Data to use =>

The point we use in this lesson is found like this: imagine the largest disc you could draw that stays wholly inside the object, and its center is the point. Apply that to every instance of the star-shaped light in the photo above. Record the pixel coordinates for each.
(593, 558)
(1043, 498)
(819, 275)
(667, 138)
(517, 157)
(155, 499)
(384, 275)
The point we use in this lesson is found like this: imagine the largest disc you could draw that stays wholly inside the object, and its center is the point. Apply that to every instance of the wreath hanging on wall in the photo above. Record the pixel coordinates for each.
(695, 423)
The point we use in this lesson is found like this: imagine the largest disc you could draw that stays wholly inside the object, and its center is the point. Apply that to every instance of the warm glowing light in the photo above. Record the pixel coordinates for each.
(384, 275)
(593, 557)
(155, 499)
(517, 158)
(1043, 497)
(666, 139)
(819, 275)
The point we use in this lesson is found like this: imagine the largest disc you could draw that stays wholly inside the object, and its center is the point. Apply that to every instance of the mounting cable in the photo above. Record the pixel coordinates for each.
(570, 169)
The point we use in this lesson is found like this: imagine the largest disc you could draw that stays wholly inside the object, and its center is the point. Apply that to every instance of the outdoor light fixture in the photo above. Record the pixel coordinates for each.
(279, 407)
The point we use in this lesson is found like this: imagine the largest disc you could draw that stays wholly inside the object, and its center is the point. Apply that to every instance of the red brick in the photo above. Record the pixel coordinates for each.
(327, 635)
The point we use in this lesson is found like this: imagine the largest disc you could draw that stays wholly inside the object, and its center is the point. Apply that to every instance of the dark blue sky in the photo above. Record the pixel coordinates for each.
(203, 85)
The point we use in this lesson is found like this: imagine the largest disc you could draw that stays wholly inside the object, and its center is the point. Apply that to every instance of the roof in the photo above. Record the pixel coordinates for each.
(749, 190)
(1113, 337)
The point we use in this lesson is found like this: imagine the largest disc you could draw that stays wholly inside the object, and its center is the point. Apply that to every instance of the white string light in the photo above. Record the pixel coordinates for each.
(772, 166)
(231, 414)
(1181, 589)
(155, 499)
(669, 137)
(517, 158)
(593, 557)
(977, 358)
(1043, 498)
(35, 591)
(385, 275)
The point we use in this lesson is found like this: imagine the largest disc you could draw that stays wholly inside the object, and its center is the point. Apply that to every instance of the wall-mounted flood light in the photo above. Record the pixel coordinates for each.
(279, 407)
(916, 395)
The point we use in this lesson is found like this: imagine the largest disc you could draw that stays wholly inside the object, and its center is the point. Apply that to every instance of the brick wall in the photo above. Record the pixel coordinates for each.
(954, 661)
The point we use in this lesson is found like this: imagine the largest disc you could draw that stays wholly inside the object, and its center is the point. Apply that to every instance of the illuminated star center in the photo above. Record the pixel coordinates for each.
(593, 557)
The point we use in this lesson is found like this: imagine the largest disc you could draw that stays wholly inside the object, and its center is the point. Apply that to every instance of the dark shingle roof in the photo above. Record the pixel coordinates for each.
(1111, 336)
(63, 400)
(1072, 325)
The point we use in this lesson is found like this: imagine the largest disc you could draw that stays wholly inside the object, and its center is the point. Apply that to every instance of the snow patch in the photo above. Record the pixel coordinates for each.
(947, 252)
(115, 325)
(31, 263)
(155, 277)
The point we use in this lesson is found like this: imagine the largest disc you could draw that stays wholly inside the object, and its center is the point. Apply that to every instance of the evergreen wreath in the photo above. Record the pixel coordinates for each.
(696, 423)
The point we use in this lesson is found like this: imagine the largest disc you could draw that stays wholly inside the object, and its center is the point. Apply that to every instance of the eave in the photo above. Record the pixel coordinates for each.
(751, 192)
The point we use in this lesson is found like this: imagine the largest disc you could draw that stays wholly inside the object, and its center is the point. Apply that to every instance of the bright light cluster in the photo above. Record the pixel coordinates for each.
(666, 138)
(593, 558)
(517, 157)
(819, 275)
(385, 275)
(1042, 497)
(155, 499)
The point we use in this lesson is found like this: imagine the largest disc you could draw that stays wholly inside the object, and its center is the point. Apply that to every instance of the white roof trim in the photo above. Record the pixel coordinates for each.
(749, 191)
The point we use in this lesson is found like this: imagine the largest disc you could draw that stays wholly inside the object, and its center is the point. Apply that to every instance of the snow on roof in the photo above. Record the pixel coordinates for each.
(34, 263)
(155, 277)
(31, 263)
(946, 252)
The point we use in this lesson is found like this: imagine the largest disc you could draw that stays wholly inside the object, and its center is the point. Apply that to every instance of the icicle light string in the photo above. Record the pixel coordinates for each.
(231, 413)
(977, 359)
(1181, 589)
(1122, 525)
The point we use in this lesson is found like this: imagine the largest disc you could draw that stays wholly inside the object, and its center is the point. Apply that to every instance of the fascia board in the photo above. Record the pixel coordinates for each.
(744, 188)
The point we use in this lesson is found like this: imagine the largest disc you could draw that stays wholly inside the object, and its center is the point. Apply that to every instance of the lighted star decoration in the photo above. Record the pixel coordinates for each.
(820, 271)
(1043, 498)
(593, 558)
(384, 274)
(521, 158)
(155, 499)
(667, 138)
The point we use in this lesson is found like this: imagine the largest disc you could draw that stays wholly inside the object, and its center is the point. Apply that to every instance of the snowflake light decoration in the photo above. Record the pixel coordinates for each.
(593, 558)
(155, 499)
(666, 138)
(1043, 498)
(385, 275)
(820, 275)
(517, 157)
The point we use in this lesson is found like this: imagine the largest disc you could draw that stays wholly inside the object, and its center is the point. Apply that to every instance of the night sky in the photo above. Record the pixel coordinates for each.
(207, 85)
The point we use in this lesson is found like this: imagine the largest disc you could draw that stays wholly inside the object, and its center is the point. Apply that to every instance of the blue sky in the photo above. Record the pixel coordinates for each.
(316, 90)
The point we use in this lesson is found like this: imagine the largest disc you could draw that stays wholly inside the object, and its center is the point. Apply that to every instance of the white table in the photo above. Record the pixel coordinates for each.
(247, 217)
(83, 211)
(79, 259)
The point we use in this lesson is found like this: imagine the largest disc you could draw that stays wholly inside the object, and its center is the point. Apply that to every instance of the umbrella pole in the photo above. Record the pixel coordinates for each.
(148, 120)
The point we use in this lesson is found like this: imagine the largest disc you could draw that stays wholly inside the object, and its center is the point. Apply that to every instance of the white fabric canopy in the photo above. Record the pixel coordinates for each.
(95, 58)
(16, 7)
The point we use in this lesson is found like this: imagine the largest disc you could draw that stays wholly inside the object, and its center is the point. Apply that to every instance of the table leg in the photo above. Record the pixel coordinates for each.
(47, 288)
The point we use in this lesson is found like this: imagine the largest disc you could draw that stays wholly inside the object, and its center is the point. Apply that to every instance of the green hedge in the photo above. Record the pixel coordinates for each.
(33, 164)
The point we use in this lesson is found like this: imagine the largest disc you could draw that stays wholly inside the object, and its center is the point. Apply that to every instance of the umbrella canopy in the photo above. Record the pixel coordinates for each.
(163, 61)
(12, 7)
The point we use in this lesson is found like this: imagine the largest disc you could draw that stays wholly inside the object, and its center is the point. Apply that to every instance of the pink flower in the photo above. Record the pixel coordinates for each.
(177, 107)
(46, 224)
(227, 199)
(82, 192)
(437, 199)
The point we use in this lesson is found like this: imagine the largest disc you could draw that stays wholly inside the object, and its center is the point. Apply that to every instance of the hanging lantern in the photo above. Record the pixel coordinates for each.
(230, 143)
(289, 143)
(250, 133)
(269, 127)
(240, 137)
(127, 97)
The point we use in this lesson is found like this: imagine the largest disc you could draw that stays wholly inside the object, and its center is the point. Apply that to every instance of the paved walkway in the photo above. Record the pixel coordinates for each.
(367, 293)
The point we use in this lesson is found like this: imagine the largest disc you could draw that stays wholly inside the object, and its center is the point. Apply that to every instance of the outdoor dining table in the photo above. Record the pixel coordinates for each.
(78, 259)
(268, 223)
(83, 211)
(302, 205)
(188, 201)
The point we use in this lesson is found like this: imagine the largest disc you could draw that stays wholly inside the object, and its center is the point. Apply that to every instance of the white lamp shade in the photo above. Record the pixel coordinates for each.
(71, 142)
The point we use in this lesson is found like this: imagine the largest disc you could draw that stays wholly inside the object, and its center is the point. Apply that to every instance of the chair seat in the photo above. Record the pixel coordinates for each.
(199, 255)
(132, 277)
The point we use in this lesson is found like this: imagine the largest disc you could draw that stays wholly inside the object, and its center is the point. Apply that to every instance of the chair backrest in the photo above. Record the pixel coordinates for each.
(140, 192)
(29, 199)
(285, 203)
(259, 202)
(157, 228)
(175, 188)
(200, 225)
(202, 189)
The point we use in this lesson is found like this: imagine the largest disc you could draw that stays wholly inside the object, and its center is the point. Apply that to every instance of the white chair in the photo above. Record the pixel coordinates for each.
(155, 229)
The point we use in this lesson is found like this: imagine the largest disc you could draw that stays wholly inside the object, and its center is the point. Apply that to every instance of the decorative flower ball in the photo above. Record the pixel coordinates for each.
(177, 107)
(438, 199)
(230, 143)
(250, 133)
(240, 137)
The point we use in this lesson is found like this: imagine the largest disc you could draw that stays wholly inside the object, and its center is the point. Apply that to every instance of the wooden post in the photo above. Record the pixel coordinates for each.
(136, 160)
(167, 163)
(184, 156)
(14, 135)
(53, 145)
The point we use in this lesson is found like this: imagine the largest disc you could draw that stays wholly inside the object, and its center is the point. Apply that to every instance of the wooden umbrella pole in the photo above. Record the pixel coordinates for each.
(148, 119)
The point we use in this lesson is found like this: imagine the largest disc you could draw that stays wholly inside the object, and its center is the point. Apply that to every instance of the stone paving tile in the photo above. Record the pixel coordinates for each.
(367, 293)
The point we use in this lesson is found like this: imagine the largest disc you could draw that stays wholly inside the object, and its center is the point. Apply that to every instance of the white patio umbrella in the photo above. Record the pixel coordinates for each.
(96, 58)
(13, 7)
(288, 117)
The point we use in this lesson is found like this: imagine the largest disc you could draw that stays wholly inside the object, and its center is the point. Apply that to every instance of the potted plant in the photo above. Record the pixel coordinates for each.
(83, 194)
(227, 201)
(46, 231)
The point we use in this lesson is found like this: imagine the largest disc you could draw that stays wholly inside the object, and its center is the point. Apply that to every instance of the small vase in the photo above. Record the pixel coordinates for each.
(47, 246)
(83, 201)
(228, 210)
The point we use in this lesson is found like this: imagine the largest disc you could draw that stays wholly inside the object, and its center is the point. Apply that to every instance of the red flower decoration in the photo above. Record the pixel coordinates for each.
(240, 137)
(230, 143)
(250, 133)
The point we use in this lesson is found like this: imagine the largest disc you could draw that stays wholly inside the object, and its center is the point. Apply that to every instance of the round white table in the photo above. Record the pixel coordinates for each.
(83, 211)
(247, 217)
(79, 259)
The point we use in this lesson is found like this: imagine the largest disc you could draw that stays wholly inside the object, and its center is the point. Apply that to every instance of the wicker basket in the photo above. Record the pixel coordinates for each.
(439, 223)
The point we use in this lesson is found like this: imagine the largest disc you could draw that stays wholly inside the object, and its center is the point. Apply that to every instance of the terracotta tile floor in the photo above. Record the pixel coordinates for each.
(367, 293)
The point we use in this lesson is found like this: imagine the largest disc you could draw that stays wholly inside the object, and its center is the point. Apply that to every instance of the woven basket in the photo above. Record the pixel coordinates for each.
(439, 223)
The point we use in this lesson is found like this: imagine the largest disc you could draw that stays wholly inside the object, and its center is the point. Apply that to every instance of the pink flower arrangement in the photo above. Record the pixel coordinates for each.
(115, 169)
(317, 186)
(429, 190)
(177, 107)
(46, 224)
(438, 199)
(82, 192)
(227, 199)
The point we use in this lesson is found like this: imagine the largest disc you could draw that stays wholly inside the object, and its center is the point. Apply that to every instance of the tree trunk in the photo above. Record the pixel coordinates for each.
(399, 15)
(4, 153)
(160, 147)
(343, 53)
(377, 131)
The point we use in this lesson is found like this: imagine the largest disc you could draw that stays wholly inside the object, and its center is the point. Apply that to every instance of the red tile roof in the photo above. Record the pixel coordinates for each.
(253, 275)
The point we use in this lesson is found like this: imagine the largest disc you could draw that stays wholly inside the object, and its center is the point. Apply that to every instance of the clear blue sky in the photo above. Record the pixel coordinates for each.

Instructions for the task =>
Return only the lines running from the line with "pink flower arrangement" to the last line of the records, both included, exactly as written.

Task output =>
The point we use in this lesson is found like this: imagine the largest disc you could draw that stays wholly inside the object, and its center is the point. Apply that to every instance of the pink flower arrangement in the photo above. Record the pixel coordinates for each.
(115, 169)
(317, 186)
(429, 190)
(177, 107)
(46, 224)
(438, 199)
(82, 192)
(227, 199)
The point we use in this lesson is found like this: imagine the largest disc you could draw that stays wholly inside the object, and its center is the point. Apply that to every instance of the tree trunk in the photo above. Record the pixel coordinates for each.
(399, 15)
(4, 153)
(160, 147)
(343, 53)
(377, 131)
The point we use in this lesson is found like this: imagine the largest disc you could draw that stays wholly inside the object, and its center is the point. Apply that to every instance of the red tile roof in the photo above. Record the pixel coordinates for each.
(253, 275)
The point we use in this lesson is found like this: imagine the largest disc you could draw that stays wholly inside the object, and its center is the point. Apply that to every instance of the clear blue sky in the photo above. Record the pixel coordinates for each.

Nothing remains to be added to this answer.